Written problem: In the lines below, lay out the portion from the line containing "Reviewer note: see that each instance of the green berry" through the final line as a Markdown table with the columns "Row" and "Line Text", numbering each row, omitting blank lines, and leaving out any pictures.

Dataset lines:
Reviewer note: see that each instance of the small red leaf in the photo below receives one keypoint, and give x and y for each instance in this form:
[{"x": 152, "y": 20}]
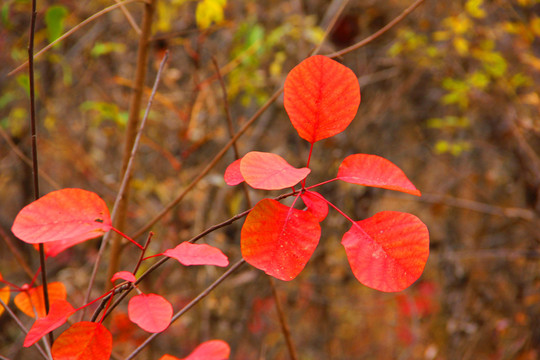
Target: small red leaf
[
  {"x": 83, "y": 341},
  {"x": 321, "y": 97},
  {"x": 153, "y": 313},
  {"x": 32, "y": 299},
  {"x": 376, "y": 171},
  {"x": 233, "y": 176},
  {"x": 124, "y": 275},
  {"x": 58, "y": 314},
  {"x": 197, "y": 254},
  {"x": 387, "y": 251},
  {"x": 69, "y": 215},
  {"x": 315, "y": 204},
  {"x": 278, "y": 239},
  {"x": 269, "y": 171},
  {"x": 210, "y": 350}
]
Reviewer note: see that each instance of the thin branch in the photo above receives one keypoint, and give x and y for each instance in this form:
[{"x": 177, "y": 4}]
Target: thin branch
[
  {"x": 71, "y": 31},
  {"x": 124, "y": 180},
  {"x": 193, "y": 302},
  {"x": 380, "y": 32}
]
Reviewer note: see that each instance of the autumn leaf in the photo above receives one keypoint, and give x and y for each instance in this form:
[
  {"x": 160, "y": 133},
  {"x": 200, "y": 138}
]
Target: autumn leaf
[
  {"x": 83, "y": 341},
  {"x": 197, "y": 254},
  {"x": 69, "y": 216},
  {"x": 373, "y": 170},
  {"x": 153, "y": 313},
  {"x": 210, "y": 350},
  {"x": 321, "y": 97},
  {"x": 278, "y": 239},
  {"x": 58, "y": 314},
  {"x": 388, "y": 251},
  {"x": 269, "y": 171}
]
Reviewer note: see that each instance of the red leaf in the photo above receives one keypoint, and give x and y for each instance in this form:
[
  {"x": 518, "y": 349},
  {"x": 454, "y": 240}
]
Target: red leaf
[
  {"x": 69, "y": 215},
  {"x": 210, "y": 350},
  {"x": 32, "y": 299},
  {"x": 83, "y": 341},
  {"x": 278, "y": 239},
  {"x": 388, "y": 251},
  {"x": 315, "y": 204},
  {"x": 321, "y": 97},
  {"x": 197, "y": 254},
  {"x": 58, "y": 313},
  {"x": 151, "y": 312},
  {"x": 124, "y": 275},
  {"x": 269, "y": 171},
  {"x": 233, "y": 176},
  {"x": 376, "y": 171}
]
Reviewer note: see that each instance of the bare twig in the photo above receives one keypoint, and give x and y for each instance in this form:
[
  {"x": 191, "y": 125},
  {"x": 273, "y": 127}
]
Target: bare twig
[
  {"x": 124, "y": 180},
  {"x": 193, "y": 302},
  {"x": 71, "y": 31}
]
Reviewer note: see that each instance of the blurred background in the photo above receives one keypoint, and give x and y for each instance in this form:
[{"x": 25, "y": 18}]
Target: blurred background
[{"x": 450, "y": 95}]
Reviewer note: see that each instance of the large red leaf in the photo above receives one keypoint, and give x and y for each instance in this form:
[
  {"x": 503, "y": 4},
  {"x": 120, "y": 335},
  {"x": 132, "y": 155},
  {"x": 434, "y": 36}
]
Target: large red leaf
[
  {"x": 69, "y": 215},
  {"x": 197, "y": 254},
  {"x": 321, "y": 98},
  {"x": 315, "y": 204},
  {"x": 232, "y": 175},
  {"x": 151, "y": 312},
  {"x": 387, "y": 251},
  {"x": 32, "y": 299},
  {"x": 58, "y": 313},
  {"x": 210, "y": 350},
  {"x": 278, "y": 239},
  {"x": 376, "y": 171},
  {"x": 83, "y": 341},
  {"x": 269, "y": 171}
]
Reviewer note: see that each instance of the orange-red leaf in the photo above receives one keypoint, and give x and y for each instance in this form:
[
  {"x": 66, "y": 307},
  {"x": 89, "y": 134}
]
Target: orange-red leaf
[
  {"x": 58, "y": 314},
  {"x": 210, "y": 350},
  {"x": 278, "y": 239},
  {"x": 321, "y": 97},
  {"x": 269, "y": 171},
  {"x": 232, "y": 175},
  {"x": 32, "y": 299},
  {"x": 197, "y": 254},
  {"x": 69, "y": 215},
  {"x": 124, "y": 275},
  {"x": 153, "y": 313},
  {"x": 83, "y": 341},
  {"x": 376, "y": 171},
  {"x": 315, "y": 204},
  {"x": 387, "y": 251}
]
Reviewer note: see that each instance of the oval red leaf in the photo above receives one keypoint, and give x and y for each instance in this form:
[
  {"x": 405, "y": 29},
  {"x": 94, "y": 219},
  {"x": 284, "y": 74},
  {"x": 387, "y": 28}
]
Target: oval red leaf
[
  {"x": 83, "y": 341},
  {"x": 269, "y": 171},
  {"x": 315, "y": 204},
  {"x": 321, "y": 97},
  {"x": 69, "y": 215},
  {"x": 232, "y": 175},
  {"x": 32, "y": 299},
  {"x": 153, "y": 313},
  {"x": 278, "y": 239},
  {"x": 197, "y": 254},
  {"x": 210, "y": 350},
  {"x": 376, "y": 171},
  {"x": 124, "y": 275},
  {"x": 388, "y": 251},
  {"x": 58, "y": 314}
]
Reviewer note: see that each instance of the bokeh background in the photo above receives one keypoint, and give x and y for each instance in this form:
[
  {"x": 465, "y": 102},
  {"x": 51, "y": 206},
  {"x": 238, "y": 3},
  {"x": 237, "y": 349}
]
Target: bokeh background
[{"x": 450, "y": 95}]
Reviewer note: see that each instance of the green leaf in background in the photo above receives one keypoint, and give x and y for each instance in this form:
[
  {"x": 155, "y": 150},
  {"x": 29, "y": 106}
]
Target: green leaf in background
[
  {"x": 208, "y": 12},
  {"x": 54, "y": 19}
]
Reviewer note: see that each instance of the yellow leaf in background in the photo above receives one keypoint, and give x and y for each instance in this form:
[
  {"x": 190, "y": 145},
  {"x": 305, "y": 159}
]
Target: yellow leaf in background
[
  {"x": 474, "y": 9},
  {"x": 208, "y": 12}
]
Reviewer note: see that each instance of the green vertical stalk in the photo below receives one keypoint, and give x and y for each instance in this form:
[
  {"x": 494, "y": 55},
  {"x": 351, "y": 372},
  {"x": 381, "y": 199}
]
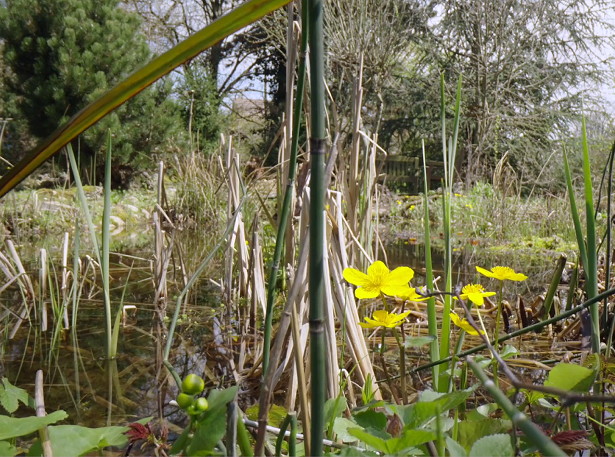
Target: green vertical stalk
[
  {"x": 111, "y": 345},
  {"x": 317, "y": 228},
  {"x": 432, "y": 318},
  {"x": 591, "y": 268},
  {"x": 288, "y": 193},
  {"x": 447, "y": 193}
]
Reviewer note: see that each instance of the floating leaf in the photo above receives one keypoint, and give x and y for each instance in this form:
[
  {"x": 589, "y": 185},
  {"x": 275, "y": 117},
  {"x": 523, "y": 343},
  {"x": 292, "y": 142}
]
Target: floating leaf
[
  {"x": 371, "y": 419},
  {"x": 454, "y": 448},
  {"x": 418, "y": 341},
  {"x": 568, "y": 376},
  {"x": 74, "y": 440},
  {"x": 499, "y": 445}
]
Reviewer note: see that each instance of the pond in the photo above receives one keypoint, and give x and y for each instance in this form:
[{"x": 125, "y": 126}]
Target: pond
[{"x": 96, "y": 392}]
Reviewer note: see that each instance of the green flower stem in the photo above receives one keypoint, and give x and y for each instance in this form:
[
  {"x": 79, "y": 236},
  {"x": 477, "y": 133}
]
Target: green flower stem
[{"x": 402, "y": 365}]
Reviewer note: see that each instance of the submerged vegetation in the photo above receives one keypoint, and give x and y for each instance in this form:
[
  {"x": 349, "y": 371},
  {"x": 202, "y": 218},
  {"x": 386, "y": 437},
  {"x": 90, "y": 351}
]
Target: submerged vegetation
[{"x": 225, "y": 307}]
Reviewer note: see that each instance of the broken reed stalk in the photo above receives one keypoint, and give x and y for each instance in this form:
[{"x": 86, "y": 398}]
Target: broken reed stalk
[
  {"x": 288, "y": 192},
  {"x": 39, "y": 401},
  {"x": 317, "y": 226},
  {"x": 432, "y": 318}
]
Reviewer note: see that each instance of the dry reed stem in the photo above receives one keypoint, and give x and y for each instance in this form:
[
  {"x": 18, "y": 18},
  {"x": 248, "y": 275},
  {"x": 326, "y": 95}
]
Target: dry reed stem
[{"x": 39, "y": 401}]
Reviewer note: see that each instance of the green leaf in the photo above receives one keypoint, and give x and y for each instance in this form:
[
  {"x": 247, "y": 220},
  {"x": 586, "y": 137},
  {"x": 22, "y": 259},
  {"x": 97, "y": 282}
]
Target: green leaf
[
  {"x": 394, "y": 446},
  {"x": 371, "y": 419},
  {"x": 378, "y": 444},
  {"x": 75, "y": 440},
  {"x": 217, "y": 398},
  {"x": 226, "y": 25},
  {"x": 334, "y": 407},
  {"x": 568, "y": 376},
  {"x": 454, "y": 448},
  {"x": 211, "y": 428},
  {"x": 421, "y": 412},
  {"x": 7, "y": 449},
  {"x": 499, "y": 445},
  {"x": 470, "y": 431},
  {"x": 10, "y": 396},
  {"x": 418, "y": 341},
  {"x": 340, "y": 428},
  {"x": 12, "y": 427},
  {"x": 410, "y": 438}
]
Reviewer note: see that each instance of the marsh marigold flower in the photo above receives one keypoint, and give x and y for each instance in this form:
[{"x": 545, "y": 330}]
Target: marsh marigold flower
[
  {"x": 463, "y": 324},
  {"x": 382, "y": 318},
  {"x": 379, "y": 279},
  {"x": 411, "y": 294},
  {"x": 475, "y": 293},
  {"x": 502, "y": 273}
]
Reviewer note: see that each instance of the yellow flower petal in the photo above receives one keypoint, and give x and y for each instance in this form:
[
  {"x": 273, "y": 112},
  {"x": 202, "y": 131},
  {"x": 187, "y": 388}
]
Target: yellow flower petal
[
  {"x": 502, "y": 273},
  {"x": 370, "y": 291},
  {"x": 400, "y": 276},
  {"x": 356, "y": 277},
  {"x": 463, "y": 324},
  {"x": 485, "y": 272}
]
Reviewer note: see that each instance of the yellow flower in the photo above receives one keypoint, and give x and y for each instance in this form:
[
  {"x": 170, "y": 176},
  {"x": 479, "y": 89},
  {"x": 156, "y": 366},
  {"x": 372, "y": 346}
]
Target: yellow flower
[
  {"x": 382, "y": 318},
  {"x": 463, "y": 324},
  {"x": 475, "y": 293},
  {"x": 379, "y": 279},
  {"x": 502, "y": 273},
  {"x": 410, "y": 294}
]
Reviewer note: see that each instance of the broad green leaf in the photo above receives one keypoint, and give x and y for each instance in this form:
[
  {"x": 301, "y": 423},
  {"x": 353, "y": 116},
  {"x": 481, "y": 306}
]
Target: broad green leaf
[
  {"x": 334, "y": 407},
  {"x": 394, "y": 446},
  {"x": 410, "y": 438},
  {"x": 226, "y": 25},
  {"x": 418, "y": 341},
  {"x": 12, "y": 427},
  {"x": 493, "y": 445},
  {"x": 356, "y": 452},
  {"x": 469, "y": 431},
  {"x": 75, "y": 440},
  {"x": 211, "y": 429},
  {"x": 376, "y": 443},
  {"x": 371, "y": 419},
  {"x": 568, "y": 376},
  {"x": 454, "y": 448},
  {"x": 340, "y": 428},
  {"x": 421, "y": 412},
  {"x": 10, "y": 396},
  {"x": 223, "y": 397},
  {"x": 7, "y": 449}
]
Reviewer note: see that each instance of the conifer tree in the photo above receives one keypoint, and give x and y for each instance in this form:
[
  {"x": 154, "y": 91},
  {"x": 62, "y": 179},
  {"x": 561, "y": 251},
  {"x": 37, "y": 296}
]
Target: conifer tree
[{"x": 64, "y": 54}]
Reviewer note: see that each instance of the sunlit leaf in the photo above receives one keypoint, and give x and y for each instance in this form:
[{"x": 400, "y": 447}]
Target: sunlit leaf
[
  {"x": 568, "y": 376},
  {"x": 10, "y": 396},
  {"x": 74, "y": 440},
  {"x": 12, "y": 427}
]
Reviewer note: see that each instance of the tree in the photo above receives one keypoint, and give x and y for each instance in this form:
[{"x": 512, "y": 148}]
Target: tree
[
  {"x": 62, "y": 55},
  {"x": 529, "y": 69}
]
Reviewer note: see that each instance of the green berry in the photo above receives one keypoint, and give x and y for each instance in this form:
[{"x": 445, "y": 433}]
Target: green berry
[
  {"x": 184, "y": 400},
  {"x": 201, "y": 404},
  {"x": 193, "y": 384}
]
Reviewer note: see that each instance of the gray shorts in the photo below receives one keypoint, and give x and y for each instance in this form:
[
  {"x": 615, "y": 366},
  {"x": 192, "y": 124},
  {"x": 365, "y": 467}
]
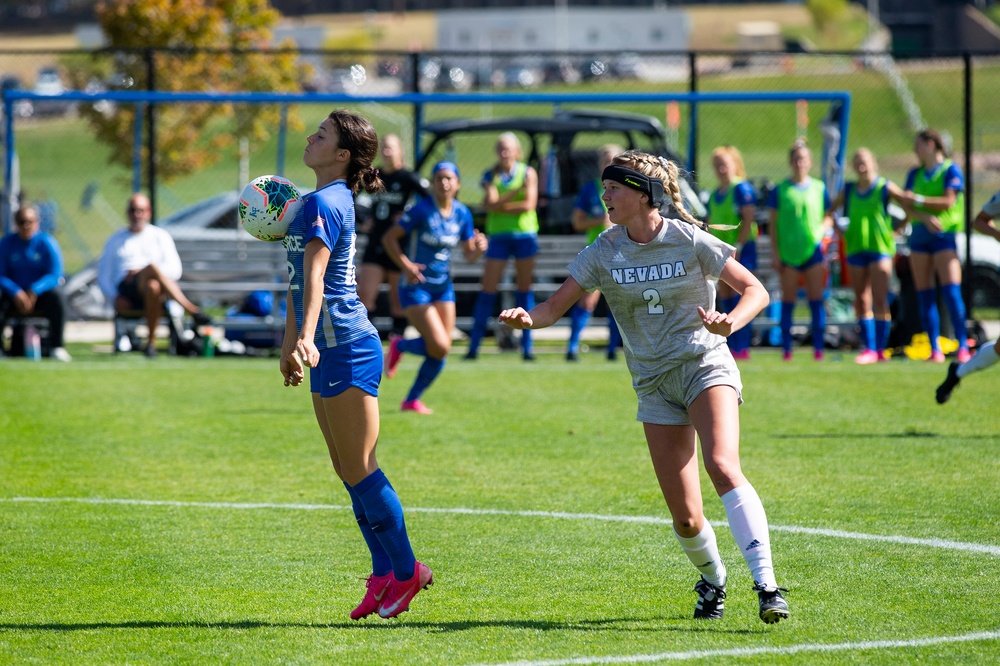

Answer for the task:
| Row | Line Text |
|---|---|
| 1 | Reviewer note: see that each instance of the green berry in the photo above receives one keypoint, and give x and y for each instance in this form: |
| 2 | [{"x": 445, "y": 433}] |
| 3 | Target: green berry |
| 4 | [ |
| 5 |   {"x": 184, "y": 400}, |
| 6 |   {"x": 201, "y": 404}, |
| 7 |   {"x": 193, "y": 384} |
| 8 | ] |
| 9 | Reviewer note: see that each instance of the gray shorts in the photo below receives one keypoint, and give x and y for each instance in this form: |
| 10 | [ |
| 11 |   {"x": 615, "y": 366}, |
| 12 |   {"x": 192, "y": 124}, |
| 13 |   {"x": 365, "y": 467} |
| 14 | ] |